▶ _CONSIGNE A_
D'après la lettre, qui a accepté d'être la marraine de sœurette ?
▶ _CONSIGNE B_
Dans la lettre, renvoie le passage qui commence par "J’ai reçu ce" et se termine par "dose de travail.".

▶ _DOCUMENT_
============
Lettre du 14 mars 1917 d’Emilie Sibaud

Vincennes, le 14 mars 1917
Mercredi matin

 

Mon chéri,
Tout d’abord que je te dise que j’ai eu le plaisir de te lire hier à 3h ½ ; j’ai été heureuse de voir que tu allais mieux, que la température était un peu plus clémente, pour combien de temps par exemple ? Ici le climat n’est pas froid, du reste je ne puis pas me rendre compte par moi-même. Il y a 22° dans la chambre, jamais moins de 18° ; nous avons du feu nuit et jour.
J’ai reçu ce matin par retour de courrier la réponse de Suzanne ; elle est enchantée d’être la marraine de sœurette, c’était très gentille sa lettre. Elle me dit que mon oncle vient de recevoir aussi une lettre de toi, il est ennuyé que tu sois surmené et lui aussi trouve que ce que l’on vous fait faire est un peu exagéré comme dose de travail.
============
▶ _INFORMATIONS FOURNIES_
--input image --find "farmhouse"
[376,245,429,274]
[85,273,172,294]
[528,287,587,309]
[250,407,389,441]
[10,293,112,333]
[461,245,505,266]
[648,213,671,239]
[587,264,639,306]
============
▶ _RÉSULTAT A_
Suzanne

▶ _RÉSULTAT B_
J’ai reçu ce matin par retour de courrier la réponse de Suzanne ; elle est enchantée d’être la marraine de sœurette, c’était très gentille sa lettre. Elle me dit que mon oncle vient de recevoir aussi une lettre de toi, il est ennuyé que tu sois surmené et lui aussi trouve que ce que l’on vous fait faire est un peu exagéré comme dose de travail.